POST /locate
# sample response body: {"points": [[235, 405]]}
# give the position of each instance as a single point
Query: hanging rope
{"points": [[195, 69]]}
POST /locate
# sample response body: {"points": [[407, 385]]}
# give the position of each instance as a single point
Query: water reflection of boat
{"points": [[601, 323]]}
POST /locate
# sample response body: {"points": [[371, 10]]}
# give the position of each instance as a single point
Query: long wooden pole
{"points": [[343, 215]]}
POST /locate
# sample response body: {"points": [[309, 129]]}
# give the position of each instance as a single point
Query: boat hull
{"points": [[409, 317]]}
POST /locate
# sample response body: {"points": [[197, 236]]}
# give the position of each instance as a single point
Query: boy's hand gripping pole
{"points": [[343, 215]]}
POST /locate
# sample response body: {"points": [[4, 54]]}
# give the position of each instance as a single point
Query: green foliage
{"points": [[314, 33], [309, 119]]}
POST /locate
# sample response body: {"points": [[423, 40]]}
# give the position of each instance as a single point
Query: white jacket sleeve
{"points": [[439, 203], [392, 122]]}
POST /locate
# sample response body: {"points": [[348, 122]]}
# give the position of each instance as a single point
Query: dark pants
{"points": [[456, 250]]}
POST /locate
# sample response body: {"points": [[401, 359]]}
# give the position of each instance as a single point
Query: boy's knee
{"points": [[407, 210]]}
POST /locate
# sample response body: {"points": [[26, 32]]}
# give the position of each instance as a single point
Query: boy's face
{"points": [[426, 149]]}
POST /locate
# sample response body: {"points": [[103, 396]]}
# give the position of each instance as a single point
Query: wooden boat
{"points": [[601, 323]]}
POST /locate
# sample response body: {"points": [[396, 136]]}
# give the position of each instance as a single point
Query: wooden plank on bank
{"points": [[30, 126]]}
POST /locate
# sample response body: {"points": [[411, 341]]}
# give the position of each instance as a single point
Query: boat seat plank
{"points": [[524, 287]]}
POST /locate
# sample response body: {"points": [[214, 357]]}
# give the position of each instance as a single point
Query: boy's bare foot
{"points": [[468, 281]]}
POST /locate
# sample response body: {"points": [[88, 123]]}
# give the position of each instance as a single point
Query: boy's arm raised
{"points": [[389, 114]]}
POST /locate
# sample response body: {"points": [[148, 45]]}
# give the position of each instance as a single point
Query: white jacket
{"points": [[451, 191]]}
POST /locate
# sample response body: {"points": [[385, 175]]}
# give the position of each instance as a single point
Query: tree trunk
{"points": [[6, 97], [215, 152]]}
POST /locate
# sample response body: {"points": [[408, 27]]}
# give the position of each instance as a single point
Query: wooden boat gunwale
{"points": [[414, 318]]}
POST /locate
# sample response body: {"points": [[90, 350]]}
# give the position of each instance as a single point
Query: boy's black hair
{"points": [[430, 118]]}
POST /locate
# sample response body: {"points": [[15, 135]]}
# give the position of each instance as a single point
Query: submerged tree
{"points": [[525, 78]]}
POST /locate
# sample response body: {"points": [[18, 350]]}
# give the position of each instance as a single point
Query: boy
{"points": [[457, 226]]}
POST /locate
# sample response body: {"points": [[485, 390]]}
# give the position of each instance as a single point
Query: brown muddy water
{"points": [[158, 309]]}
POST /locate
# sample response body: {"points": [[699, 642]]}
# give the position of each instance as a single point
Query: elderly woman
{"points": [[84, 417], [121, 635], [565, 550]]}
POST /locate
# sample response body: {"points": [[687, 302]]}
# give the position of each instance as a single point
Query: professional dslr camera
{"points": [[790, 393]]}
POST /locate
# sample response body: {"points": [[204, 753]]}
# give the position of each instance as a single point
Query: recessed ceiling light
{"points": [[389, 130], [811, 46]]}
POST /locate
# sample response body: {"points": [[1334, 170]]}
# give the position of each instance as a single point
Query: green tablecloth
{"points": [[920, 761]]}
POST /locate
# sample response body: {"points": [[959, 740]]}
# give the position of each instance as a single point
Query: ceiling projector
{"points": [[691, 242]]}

== EXERCISE OBJECTIVE ==
Find every line above that contains the word "plank", and copy each one in full.

== TASK RESULT ==
Query: wooden plank on bank
Query: boat seat plank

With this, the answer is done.